Satoshi Scoop Weekly, 22 Nov 2024
Table of contents
- Crypto Insights
- Key Takeaways from the Bitcoin Scaling Conference OP_NEXT
- What Are Recursive Covenants?
- Nostrability: Enhancing Compatibility Among Different Nostr Clients and Relays
- What Gives Meme Coins Their Value?
- Five AI-Related Insights from DevCon 2024
- Will the Most "Pro-Crypto" Administration Advance Transaction Freedom?
- Top Reads on Blockchain and Beyond
Crypto Insights
Key Takeaways from the Bitcoin Scaling Conference OP_NEXT
A scaling conference for Bitcoin, OP_NEXT, was held in Boston, featuring participants like Peter Todd, Rusty Russell (Blockstream), and Steve Lee (Spiral). Topics covered protocol design and UTXO-based scaling proposals. Key takeaways included:
- OP_CTV has near-universal support among developers.
- Activation itself (such as the previous Segwit and Taproot) may be more controversial than specific soft fork proposals.
- OP_CAT will happen, regardless of whether it’s through a soft fork.
- Developers are responsible for proposing soft forks, but actively advocating for them can lead to controversy.
Livestream of Presentations: OP_NEXT Livestream | Presentations
Livestream of Workshop: OP_NEXT Livestream | Workshop Stage
What Are Recursive Covenants?
The article starts by clarifying existing misconceptions about "recursive covenants." Although overlapping, these definitions are not identical:
Colloquial definition: A covenant can be inserted to Bitcoin's payment script, and enforce that the same condition is applied to all outputs produced by spending that script. Essentially, a covenant must be a quine—able to self-replicate, in addition to enforcing another condition.
Matt Corallo's definition: A covenant consumes certain states, constrains spending transactions based on that state, and propagate a modified version of that state to a new UTXO.
Programming definition: A function capable of calling itself, whether or not it is self-replicating (popular definition) or captures state from its inputs to act on at its termination (Corallo's definition).

CHALLENGES:
1. For the crypto newsletter above, decide whether each statement agrees with it, answering yes or no and quoting the words of the newsletter that settle it. (a) The OP_NEXT conference took place in Boston. (b) According to the takeaways, OP_CAT will only happen through a soft fork. (c) Roughly half of developers support OP_CTV.
2. Extend the crypto newsletter above, picking up right after its last sentence.

DATA RECORDS:
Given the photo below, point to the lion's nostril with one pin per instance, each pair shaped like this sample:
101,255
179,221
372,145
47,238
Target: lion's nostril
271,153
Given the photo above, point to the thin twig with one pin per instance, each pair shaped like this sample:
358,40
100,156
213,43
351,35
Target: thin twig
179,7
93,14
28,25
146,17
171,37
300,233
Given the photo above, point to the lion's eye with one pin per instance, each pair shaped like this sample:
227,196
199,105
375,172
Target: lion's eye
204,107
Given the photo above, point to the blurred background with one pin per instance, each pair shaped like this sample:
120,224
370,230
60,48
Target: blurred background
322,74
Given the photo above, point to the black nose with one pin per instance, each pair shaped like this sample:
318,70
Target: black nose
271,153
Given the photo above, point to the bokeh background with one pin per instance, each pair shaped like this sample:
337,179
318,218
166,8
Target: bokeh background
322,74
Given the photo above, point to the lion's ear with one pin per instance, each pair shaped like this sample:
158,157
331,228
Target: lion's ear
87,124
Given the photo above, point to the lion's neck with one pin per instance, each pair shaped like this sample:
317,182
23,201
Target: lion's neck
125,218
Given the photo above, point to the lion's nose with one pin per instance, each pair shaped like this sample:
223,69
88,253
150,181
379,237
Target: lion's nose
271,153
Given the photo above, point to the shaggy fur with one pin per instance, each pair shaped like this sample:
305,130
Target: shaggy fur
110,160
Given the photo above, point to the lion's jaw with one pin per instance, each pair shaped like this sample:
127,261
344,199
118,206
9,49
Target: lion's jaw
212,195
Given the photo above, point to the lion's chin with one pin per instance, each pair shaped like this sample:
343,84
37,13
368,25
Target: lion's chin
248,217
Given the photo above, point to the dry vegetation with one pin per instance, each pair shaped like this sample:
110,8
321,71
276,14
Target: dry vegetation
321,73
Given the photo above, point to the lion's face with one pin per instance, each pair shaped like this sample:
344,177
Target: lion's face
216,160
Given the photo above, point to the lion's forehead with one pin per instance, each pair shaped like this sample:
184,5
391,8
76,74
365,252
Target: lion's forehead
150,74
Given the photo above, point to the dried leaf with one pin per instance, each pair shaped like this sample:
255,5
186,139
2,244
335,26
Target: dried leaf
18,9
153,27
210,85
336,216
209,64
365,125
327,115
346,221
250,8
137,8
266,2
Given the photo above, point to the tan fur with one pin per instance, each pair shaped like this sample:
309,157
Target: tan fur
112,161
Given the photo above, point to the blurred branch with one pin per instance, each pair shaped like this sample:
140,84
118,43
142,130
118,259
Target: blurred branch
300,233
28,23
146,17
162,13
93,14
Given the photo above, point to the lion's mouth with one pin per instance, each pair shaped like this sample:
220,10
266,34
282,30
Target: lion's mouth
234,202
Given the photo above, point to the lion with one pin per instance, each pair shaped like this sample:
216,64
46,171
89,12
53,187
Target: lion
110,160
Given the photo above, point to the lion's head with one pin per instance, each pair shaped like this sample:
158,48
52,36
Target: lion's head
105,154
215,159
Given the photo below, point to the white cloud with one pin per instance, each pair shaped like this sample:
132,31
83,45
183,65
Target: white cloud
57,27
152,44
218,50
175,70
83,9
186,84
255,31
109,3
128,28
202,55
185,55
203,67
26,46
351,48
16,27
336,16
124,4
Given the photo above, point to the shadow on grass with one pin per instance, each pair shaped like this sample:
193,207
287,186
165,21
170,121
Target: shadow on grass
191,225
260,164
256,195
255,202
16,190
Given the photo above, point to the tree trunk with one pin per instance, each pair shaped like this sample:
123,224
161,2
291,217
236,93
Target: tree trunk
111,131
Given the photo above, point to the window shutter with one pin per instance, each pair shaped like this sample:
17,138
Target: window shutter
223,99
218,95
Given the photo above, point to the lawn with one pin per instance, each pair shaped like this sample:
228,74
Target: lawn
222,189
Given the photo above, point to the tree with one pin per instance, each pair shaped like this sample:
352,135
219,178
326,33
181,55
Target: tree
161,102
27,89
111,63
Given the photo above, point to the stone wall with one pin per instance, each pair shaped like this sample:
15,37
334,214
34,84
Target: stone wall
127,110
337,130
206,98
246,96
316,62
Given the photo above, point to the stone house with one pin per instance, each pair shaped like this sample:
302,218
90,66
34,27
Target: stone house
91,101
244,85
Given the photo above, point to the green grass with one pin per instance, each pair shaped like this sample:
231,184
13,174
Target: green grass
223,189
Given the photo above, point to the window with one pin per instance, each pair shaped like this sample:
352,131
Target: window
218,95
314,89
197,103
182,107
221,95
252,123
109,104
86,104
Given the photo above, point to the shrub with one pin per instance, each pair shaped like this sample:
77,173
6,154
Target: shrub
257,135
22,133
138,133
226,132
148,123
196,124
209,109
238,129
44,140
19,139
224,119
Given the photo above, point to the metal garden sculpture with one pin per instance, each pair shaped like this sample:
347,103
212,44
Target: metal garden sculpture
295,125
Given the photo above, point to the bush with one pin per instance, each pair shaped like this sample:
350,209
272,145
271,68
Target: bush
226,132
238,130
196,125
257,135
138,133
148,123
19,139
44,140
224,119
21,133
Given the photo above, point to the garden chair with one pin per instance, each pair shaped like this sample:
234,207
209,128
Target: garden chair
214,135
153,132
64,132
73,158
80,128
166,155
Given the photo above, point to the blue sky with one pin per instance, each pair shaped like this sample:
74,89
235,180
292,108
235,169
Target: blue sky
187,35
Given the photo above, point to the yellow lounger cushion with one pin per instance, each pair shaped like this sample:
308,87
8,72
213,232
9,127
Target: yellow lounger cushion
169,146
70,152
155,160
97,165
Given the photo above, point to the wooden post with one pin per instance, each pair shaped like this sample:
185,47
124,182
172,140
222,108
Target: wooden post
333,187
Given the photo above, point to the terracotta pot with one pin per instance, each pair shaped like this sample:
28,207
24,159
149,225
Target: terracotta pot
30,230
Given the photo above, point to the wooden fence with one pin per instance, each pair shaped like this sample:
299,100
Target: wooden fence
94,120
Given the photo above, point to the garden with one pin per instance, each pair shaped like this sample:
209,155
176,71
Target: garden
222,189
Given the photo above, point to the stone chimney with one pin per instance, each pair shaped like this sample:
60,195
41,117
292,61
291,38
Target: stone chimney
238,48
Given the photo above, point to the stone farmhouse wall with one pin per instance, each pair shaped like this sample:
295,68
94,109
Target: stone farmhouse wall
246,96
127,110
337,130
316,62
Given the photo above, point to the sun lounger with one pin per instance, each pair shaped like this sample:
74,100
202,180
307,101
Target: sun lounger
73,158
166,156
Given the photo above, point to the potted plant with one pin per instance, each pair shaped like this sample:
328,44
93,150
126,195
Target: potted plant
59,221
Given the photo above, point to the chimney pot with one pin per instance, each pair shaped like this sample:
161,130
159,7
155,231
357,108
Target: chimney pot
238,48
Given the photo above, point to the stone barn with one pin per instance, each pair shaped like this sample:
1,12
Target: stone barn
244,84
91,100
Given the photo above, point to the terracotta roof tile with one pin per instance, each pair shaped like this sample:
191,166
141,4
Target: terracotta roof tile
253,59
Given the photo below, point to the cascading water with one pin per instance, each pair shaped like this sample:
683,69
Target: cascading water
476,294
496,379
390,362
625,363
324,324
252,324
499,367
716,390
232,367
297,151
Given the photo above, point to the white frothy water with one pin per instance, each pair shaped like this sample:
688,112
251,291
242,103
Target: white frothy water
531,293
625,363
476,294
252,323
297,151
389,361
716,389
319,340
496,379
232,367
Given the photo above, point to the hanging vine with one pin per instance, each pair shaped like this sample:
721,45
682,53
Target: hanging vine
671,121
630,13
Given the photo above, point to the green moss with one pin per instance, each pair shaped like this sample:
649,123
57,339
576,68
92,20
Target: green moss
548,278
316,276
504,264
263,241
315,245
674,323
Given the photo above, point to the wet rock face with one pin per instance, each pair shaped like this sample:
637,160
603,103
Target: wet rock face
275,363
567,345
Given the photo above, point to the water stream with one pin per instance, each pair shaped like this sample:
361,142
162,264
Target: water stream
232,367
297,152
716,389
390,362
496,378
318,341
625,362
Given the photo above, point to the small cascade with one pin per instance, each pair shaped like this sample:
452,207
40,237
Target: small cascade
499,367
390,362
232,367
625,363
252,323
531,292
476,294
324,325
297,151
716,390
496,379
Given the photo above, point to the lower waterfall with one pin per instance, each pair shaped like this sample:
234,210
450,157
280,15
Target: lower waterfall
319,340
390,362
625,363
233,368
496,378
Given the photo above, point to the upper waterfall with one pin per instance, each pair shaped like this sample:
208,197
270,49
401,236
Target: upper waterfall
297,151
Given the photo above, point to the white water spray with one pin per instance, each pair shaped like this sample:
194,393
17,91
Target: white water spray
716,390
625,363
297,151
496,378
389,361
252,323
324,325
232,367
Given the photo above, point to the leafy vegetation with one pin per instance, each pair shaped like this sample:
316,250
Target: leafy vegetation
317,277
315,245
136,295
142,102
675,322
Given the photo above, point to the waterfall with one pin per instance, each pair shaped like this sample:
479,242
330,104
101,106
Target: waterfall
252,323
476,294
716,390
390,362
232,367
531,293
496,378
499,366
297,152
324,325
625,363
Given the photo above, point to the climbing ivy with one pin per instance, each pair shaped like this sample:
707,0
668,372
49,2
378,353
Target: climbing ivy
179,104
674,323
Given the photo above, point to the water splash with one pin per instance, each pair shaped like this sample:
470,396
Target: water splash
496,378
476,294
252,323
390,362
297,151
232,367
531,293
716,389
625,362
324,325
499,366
---
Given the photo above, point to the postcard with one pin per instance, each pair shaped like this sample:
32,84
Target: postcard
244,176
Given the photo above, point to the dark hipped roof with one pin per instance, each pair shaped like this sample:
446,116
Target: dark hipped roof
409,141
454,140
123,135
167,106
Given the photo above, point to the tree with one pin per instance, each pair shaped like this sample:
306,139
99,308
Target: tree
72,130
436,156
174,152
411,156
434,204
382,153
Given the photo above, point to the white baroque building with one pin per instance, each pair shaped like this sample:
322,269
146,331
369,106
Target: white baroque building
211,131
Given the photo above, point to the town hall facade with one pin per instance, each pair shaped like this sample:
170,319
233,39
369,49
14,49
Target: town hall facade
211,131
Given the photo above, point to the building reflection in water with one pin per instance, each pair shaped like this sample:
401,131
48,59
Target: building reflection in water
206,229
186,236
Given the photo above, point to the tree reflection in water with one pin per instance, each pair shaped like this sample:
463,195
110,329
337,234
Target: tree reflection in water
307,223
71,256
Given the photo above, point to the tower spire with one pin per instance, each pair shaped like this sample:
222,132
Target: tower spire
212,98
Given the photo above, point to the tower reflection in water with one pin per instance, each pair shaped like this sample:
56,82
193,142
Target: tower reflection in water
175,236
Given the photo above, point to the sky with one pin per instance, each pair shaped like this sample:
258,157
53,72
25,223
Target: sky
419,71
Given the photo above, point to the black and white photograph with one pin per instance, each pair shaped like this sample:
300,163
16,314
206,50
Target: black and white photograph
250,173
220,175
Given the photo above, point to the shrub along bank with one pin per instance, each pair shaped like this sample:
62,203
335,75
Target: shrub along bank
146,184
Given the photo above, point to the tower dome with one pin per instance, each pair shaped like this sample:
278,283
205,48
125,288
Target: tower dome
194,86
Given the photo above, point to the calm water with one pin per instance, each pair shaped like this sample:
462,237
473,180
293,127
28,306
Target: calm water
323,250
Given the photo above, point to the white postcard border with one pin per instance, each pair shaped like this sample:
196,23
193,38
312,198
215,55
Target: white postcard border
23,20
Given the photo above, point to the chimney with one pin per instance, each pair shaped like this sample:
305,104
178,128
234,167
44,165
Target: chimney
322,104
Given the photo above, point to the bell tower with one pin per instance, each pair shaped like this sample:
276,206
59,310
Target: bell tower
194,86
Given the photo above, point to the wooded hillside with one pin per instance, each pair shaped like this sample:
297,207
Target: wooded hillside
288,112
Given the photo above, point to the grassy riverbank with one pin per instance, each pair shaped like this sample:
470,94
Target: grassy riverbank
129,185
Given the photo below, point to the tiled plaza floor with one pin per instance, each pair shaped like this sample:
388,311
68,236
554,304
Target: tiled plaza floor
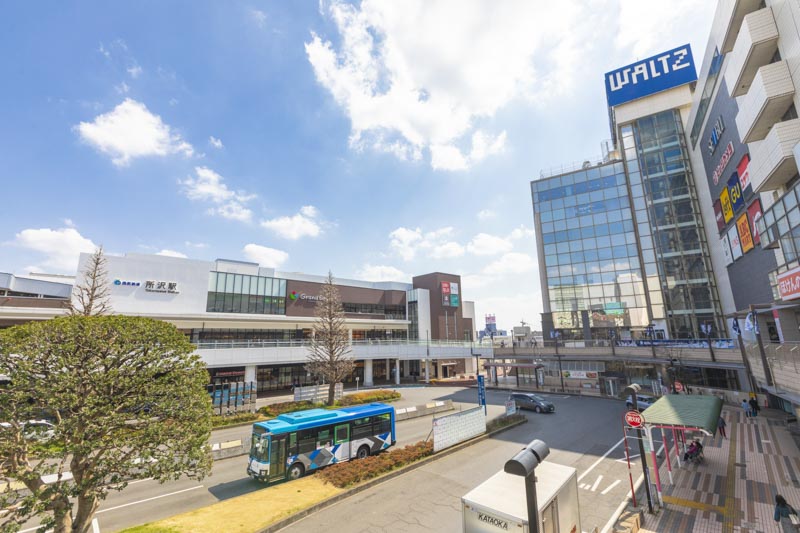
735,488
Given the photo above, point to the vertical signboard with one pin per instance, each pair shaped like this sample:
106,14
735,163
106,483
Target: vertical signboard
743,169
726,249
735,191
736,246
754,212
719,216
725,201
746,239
* * *
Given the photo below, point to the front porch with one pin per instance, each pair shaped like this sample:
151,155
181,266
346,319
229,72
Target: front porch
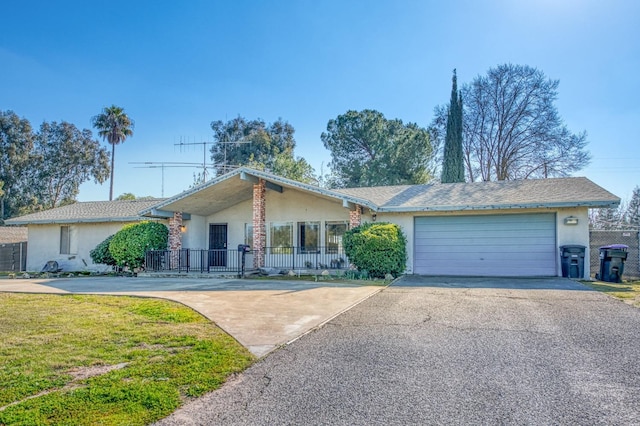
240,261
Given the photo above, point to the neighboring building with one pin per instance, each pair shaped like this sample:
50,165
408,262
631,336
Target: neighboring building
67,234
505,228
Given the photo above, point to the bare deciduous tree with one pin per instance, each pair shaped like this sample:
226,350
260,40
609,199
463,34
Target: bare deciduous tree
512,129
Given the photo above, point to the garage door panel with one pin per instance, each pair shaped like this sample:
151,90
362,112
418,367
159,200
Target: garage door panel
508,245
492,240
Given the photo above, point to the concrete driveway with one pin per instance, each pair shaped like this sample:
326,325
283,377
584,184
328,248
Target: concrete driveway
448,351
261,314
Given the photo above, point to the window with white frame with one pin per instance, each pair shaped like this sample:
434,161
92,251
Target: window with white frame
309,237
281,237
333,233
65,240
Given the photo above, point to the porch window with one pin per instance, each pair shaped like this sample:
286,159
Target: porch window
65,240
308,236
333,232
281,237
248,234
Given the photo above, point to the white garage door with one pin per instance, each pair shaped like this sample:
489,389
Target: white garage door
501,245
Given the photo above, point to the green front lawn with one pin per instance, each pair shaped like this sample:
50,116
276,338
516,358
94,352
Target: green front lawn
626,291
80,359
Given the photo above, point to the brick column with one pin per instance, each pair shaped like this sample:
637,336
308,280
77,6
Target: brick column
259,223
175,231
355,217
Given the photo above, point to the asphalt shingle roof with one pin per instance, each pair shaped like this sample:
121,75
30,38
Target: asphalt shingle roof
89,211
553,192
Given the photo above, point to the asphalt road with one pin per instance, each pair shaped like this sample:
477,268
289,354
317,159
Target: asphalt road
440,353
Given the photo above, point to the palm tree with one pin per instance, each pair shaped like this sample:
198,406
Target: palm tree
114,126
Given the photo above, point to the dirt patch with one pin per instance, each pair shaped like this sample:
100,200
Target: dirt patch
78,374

RESPONSES PER TASK:
1.
(a) Yes: "was held in Boston"
(b) No: "OP_CAT will happen, regardless of whether it’s through a soft fork."
(c) No: "OP_CTV has near-universal support among developers."

2.
Building on this, the article maps potential covenant designs in a Venn diagram (right) and argues that whether covenants are "self-propagating" is not a critical design consideration. More important is the capability to enable advanced protocols (e.g., hashrate escrows) through state transforming, and most importantly, the factor of granularity, which defines how specific the covenant design is regarding what portions of the transaction it constrains. Only a high granularity, state transforming covenant design enables CatVM, AMMs, or DEXs.
Nostrability: Enhancing Compatibility Among Different Nostr Clients and Relays
Nostrability (GitHub repo) provides practical documentation on how various Nostr applications and relays can collaborate. Generating a Nostrability report requires at least two Nostr applications and/or relays. The project aims to improve compatibility between different Nostr clients, enabling easier accessibility.
What Gives Meme Coins Their Value?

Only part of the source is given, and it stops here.